■ **Dataset**
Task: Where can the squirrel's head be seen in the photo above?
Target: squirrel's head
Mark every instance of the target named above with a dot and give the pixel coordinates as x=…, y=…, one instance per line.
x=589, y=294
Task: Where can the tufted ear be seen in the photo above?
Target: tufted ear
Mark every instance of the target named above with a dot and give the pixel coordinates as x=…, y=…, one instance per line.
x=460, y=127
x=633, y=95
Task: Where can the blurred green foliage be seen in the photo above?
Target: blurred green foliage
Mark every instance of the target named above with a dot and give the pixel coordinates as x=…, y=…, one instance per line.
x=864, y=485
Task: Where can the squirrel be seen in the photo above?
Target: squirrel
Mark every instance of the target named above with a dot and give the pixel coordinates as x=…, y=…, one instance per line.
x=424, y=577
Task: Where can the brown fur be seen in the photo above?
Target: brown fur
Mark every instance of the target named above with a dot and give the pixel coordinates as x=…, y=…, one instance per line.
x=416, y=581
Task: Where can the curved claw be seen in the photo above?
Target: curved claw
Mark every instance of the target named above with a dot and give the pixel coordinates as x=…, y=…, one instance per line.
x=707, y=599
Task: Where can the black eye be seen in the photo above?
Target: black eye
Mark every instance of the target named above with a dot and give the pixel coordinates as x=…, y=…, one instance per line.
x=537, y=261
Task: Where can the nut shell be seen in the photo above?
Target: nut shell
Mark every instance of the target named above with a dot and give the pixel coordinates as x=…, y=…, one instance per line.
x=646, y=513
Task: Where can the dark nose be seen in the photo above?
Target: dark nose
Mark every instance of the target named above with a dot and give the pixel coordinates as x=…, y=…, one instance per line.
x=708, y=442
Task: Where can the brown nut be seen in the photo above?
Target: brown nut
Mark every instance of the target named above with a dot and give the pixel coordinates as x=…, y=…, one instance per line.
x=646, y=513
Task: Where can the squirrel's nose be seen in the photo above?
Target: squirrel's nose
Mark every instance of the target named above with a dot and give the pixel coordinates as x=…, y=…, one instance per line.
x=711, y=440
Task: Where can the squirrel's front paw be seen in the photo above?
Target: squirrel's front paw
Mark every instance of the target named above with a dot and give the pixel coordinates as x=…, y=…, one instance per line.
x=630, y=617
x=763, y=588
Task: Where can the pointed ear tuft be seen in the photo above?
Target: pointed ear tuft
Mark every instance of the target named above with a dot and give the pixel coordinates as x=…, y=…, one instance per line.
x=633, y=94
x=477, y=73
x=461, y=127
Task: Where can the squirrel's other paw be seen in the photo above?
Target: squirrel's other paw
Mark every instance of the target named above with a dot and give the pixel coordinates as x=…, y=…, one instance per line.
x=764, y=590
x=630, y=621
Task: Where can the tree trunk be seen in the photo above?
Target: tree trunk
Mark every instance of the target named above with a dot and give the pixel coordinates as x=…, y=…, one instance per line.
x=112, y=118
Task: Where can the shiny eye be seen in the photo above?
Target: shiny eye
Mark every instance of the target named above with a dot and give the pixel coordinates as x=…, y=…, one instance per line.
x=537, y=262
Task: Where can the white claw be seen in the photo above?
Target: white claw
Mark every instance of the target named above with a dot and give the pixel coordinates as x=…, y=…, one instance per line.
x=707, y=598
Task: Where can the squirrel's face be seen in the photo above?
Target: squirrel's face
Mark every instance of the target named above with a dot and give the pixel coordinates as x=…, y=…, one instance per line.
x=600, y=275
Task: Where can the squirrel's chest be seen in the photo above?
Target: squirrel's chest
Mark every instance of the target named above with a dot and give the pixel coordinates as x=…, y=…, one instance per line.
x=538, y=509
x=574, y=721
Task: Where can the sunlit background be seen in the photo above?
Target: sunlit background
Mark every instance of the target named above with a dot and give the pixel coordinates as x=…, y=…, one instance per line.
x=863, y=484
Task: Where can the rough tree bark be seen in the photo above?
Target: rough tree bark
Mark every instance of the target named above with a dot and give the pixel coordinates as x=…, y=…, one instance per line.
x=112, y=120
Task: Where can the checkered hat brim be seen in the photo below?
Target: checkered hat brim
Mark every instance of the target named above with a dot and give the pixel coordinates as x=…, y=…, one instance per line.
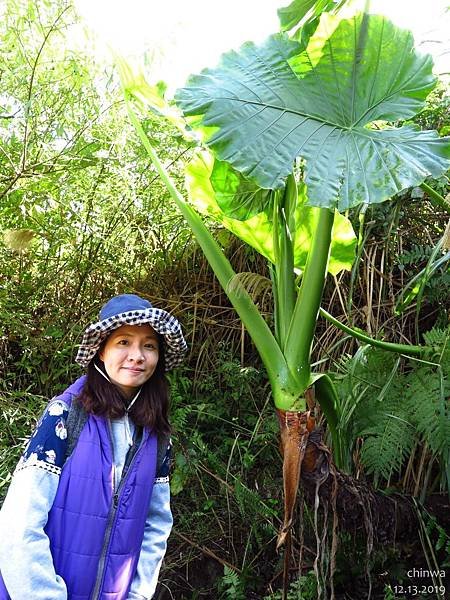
x=161, y=321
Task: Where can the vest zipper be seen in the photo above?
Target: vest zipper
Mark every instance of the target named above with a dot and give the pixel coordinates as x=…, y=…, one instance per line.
x=112, y=513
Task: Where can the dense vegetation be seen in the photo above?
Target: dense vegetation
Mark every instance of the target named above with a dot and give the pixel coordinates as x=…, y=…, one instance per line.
x=84, y=216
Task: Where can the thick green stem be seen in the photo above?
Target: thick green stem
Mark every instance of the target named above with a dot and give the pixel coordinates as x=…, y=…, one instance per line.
x=284, y=264
x=258, y=329
x=303, y=324
x=359, y=335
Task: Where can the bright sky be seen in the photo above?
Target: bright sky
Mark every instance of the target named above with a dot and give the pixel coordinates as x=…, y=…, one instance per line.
x=183, y=36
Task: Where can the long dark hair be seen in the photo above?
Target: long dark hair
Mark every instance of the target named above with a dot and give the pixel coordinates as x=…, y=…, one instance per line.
x=100, y=397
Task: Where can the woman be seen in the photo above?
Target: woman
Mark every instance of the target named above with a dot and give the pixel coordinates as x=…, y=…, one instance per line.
x=87, y=515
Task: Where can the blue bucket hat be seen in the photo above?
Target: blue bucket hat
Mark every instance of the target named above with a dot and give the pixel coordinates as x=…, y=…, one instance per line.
x=129, y=309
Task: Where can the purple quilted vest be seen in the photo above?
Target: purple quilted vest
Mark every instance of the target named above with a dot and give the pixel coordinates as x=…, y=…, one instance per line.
x=96, y=534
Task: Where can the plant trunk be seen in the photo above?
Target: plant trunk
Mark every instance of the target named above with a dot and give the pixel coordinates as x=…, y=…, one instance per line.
x=359, y=507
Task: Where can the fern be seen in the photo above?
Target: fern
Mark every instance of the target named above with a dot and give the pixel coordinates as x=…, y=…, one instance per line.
x=231, y=586
x=428, y=407
x=392, y=402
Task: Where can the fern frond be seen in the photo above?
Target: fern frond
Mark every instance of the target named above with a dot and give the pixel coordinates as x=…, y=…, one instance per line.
x=387, y=443
x=429, y=407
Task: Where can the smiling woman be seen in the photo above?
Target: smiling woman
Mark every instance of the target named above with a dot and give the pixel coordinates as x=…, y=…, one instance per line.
x=98, y=464
x=130, y=356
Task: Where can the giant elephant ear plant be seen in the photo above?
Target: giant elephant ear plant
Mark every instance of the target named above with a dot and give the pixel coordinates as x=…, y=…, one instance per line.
x=294, y=132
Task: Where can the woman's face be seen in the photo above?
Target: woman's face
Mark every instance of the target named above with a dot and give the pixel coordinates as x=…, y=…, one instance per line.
x=130, y=356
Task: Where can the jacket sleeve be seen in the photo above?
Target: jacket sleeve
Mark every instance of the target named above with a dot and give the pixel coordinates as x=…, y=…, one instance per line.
x=157, y=529
x=26, y=563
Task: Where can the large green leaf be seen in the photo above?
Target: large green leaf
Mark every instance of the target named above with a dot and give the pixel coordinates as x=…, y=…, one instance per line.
x=264, y=106
x=257, y=230
x=297, y=10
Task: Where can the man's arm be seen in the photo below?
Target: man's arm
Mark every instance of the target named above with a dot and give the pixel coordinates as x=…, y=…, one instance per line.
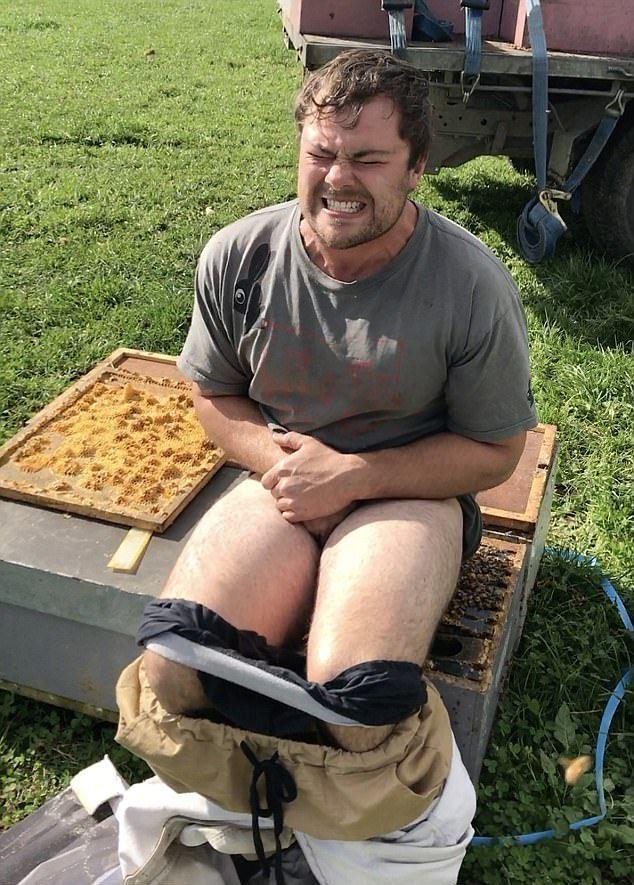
x=315, y=480
x=235, y=423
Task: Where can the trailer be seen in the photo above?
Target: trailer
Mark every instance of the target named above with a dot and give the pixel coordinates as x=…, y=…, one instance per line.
x=486, y=96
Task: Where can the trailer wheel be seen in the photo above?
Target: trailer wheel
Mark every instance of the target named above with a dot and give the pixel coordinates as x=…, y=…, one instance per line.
x=607, y=196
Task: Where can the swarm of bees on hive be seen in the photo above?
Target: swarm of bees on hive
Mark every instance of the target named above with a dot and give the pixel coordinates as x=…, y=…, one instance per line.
x=123, y=444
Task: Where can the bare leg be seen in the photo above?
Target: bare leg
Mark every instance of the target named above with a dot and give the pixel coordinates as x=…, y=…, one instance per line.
x=386, y=576
x=249, y=565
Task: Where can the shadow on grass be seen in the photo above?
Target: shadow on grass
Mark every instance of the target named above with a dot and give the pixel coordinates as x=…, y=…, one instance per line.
x=584, y=292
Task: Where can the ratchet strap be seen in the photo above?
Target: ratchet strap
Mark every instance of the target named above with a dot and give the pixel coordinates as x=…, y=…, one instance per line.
x=470, y=76
x=398, y=34
x=540, y=225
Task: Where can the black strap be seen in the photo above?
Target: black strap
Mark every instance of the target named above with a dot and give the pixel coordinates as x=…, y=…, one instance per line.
x=280, y=787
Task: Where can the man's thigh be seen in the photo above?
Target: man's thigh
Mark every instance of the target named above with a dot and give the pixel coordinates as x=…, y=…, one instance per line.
x=249, y=565
x=386, y=575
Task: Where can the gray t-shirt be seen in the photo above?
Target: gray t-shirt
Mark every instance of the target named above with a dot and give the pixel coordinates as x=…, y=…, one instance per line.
x=433, y=341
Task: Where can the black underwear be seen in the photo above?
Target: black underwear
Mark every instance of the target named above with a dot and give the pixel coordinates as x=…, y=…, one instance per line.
x=370, y=693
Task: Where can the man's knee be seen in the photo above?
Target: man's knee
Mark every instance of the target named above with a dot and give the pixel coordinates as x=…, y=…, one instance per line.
x=177, y=688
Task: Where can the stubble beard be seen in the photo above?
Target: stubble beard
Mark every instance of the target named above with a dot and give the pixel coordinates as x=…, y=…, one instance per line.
x=375, y=227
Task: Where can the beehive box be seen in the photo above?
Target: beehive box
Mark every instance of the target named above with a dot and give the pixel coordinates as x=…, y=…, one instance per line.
x=474, y=644
x=584, y=26
x=344, y=18
x=450, y=10
x=56, y=589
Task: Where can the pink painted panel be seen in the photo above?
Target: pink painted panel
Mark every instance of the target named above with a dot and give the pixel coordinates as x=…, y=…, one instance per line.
x=344, y=18
x=450, y=11
x=603, y=27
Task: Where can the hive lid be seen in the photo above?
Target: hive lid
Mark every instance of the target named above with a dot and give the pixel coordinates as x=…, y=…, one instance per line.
x=516, y=503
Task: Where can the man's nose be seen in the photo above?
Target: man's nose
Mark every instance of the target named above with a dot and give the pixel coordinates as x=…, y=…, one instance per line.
x=340, y=174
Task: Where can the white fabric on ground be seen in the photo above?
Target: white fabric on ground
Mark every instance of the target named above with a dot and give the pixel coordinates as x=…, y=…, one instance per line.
x=430, y=849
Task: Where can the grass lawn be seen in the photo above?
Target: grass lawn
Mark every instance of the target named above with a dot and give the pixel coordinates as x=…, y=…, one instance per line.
x=130, y=135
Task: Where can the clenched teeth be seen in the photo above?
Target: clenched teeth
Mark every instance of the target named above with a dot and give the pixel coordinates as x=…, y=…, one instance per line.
x=343, y=206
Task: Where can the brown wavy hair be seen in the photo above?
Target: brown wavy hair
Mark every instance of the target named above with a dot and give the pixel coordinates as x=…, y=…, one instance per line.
x=352, y=78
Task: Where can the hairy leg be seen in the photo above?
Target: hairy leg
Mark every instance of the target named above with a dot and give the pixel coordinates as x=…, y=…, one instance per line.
x=249, y=565
x=386, y=576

■ **What needs to be done**
Transcribe exactly the line containing "Task: Where can the hive" and all remaining lines of the material, ending with the last one.

■ **Full answer**
Task: Where can the hive lid be seen in the photo above?
Target: hive lid
Mark every instance of the target named above with a dot and give the pixel coordinates as x=…, y=…, one instance per line.
x=516, y=503
Task: Where can the man's nose be seen in the photo above?
Target: man's nose
Mark every instance of the target named above with a dot and give the pixel coordinates as x=…, y=…, one instance per line.
x=340, y=174
Task: Where can the white fabric on ground be seen in the photo above?
Target: white fabric on ground
Mark every instance of the target named above with a dot and give the pixel coordinates as x=…, y=…, one instance per line.
x=430, y=849
Task: Where can the grass lawn be seen in the photo above?
Target: grass lawn
Mark every instance of the target named above with a dot and give the pixel coordinates as x=…, y=…, one instance per line.
x=130, y=135
Task: Where can the clenched teeth be seen in the photo above?
Target: clenched teeth
Mark every instance of the target named above with a dot and give the pixel coordinates as x=…, y=…, one instance per line.
x=343, y=206
Task: Where can the brown wavy hair be seen in the photo above?
Target: brown wavy hair
Mark every instance of the target named above with a dot and give the pixel coordinates as x=…, y=…, one instance per line.
x=352, y=78
Task: Where can the hairy leg be seen in the photo above?
Target: hairy leg
Mark every instance of the target named above with a dot and give the pixel coordinates as x=…, y=…, one instance per line.
x=249, y=565
x=386, y=576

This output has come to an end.